--- Text block ---

Max Nelson in The Paris Review:
On the back cover of the manuscript of his prison memoir, which he completed in New York’s Auburn state jail sometime after 1858, Austin Reed pasted a clipping of the third chapter of Lamentations: “I am the man that hath seen affliction by the rod of his wrath … / He hath builded against me, and compassed me with gall and travail. / He hath set me in dark places, as they that be dead of old.” Around the thirtieth verse, the tone shifts to one of reassurance—“For the Lord will not cast off forever”—and then, by the fifty-fifth, to one of retributive anger. The last verses Reed excerpted are a plea “out of the low dungeon” for God to avenge the poem’s narrator against his enemies: “Persecute and destroy them in anger from under the heavens of the Lord.”

--- What the task requires ---
Please answer these questions about the passage on Austin Reed's prison memoir:
(a) In which jail did Reed complete the manuscript?
(b) What did he paste on its back cover?
(c) Around which verse does the tone shift to one of reassurance?

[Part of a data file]
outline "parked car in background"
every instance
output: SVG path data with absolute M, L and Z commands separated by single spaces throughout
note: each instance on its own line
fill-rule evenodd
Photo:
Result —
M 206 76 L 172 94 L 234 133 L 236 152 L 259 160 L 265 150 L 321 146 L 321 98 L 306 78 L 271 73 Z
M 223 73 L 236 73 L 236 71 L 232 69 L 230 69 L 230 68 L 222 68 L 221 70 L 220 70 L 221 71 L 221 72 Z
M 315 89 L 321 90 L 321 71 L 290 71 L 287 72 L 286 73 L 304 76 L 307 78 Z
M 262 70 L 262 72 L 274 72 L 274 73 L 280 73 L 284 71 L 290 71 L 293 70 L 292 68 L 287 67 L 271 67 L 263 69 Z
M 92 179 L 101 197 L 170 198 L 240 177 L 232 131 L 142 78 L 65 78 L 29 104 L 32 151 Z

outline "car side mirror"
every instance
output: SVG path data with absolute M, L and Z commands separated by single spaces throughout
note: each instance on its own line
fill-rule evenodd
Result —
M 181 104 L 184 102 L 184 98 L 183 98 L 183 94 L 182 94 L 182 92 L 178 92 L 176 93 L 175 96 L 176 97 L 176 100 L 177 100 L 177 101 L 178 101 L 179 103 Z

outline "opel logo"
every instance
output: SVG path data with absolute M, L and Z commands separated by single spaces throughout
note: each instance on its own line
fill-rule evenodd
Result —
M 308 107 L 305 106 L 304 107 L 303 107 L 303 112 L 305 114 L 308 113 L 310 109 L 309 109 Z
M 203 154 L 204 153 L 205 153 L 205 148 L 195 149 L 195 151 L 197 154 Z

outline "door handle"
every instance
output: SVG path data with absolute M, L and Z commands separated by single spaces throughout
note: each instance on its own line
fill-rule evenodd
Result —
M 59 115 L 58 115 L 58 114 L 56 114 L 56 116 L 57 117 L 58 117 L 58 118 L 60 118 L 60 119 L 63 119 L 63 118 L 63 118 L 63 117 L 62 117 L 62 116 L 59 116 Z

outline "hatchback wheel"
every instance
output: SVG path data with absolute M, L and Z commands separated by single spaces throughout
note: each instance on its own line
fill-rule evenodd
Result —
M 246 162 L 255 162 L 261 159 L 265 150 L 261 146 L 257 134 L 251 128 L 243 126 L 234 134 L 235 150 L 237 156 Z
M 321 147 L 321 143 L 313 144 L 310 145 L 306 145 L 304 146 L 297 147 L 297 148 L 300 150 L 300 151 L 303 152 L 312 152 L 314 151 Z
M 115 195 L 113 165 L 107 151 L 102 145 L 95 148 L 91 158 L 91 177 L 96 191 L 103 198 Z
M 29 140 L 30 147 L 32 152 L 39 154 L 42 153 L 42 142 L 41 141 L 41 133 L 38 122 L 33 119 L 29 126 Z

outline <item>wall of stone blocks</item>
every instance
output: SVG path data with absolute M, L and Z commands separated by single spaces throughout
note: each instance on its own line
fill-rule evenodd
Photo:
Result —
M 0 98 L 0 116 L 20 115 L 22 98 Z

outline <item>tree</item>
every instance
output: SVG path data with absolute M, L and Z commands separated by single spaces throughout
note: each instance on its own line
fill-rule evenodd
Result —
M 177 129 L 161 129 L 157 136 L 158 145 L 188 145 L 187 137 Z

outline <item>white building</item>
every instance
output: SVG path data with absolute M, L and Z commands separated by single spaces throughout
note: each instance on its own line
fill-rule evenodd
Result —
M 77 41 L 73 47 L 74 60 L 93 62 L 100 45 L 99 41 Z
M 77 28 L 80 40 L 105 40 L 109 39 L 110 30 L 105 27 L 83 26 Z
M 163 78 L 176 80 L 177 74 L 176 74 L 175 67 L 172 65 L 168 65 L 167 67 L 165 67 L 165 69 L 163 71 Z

--- Answer for the task ---
(a) New York's Auburn state jail
(b) A clipping of the third chapter of Lamentations
(c) The thirtieth verse